_Instruções_:
Retome a reportagem sobre o avanço da Covid-19 no interior cearense e dê continuidade a ela a partir da última frase apresentada.

_Trecho do documento_:
========================
Covid-19: Inquérito sorológico e medidas rígidas em 5 cidades visam frear o aumento de novos casos

Último decreto do Governo do Estado recomendou ações mais restritivas para conter o avanço da Covid no interior. Além disso, a Secretaria da Saúde do Estado vai iniciar ação para identificar onde esses surtos estão acontecendo

Escrito por André Costa/Honório Barbosa/Nicolas Paulino , regiao@svm.com.br
Legenda: Aglomerações em atos políticos são apontadas, por especialistas, como responsáveis pela crescente de casos do coronavírus em algumas cidades

Após o início da campanha eleitoral, há cerca de um mês, algumas cidades do interior cearense voltaram a apresentar tendência de crescimento na curva de contágio do novo coronavírus. Para o Conselho das Secretarias Municipais de Saúde (Cosems) do Estado e médicos infectologistas, a aglomeração de pessoas nesses atos políticos está diretamente relacionada ao surgimento de novos casos.

O secretário da Saúde do Estado (Sesa), Dr. Cabeto, endossa esse panorama e assegura que "há correlação temporal entre o início da campanha e o aumento do número de casos" no Ceará. Para identificar esse salto e traçar novas ações, o Governo do Estado vai iniciar, ainda nesta semana, novo inquérito sorológico nas cidades de Iguatu, Crateús, Icó, Sobral, Juazeiro do Norte e Fortaleza.
========================
_Conjunto de registros_:
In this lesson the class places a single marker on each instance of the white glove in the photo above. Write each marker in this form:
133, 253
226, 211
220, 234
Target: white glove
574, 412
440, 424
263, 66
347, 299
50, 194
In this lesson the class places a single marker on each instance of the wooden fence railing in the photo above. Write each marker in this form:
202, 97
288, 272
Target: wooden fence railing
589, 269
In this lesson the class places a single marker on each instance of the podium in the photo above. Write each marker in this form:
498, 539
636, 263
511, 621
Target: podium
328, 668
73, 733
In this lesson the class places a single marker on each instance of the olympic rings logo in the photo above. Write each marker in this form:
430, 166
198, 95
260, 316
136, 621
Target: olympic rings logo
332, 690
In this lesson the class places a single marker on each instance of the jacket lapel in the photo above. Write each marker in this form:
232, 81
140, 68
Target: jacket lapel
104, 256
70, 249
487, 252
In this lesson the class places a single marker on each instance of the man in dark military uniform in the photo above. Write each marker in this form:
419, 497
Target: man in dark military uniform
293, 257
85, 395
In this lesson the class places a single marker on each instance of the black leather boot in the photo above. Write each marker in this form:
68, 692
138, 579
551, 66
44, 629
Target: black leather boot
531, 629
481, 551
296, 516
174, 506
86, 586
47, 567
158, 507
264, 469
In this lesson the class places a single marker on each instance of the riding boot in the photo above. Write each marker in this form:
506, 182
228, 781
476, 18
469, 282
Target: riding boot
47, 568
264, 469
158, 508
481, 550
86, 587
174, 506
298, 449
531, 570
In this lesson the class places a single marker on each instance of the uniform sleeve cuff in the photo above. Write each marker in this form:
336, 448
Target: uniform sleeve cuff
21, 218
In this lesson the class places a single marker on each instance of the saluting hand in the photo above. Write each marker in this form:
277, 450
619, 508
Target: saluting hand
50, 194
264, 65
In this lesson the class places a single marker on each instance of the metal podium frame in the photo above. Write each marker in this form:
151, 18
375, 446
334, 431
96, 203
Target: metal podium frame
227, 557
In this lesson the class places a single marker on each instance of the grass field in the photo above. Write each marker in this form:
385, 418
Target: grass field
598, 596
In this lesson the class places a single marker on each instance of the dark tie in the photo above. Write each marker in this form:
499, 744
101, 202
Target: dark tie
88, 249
========================
_Espaço para resposta_:
"Queremos saber de novo o número de pessoas que estão imunizadas e a atual taxa viral. Já que conhecemos a anterior, que estava abaixo de 1%, queremos saber se isso mudou e, no caso de Fortaleza, saber também em que bairro isso mudou", detalha Dr. Cabeto. Só na Capital cearense, vão ser três mil amostras, segundo a Sesa. "Vamos rastrear para saber exatamente onde estão esses surtos", acrescenta o titular da Pasta.

A presidente do Cosems no Ceará, Sayonara Cidade, se mostra preocupada com o surgimento exponencial de casos em diferentes microrregiões de Saúde do interior. "A pandemia é grave, mas a população não está colaborando, relaxou e o resultado dessas aglomerações da campanha eleitoral e de outros eventos está aparecendo, e pode continuar crescendo", critica. Para reverter este cenário, ela defende a "adoção urgente" de medidas preventivas.

Medidas

Essas ações mais restritivas, como sugere Sayonara, serão adotadas em pelo menos cinco municípios cearenses, conforme consta no decreto governamental publicado no último domingo (18). As cidades de Tauá, Crateús, Icó, Russas e Juazeiro do Norte receberam recomendação para adotarem medidas mais rígidas de isolamento social, que incluem fiscalização e impedimento de aglomerações.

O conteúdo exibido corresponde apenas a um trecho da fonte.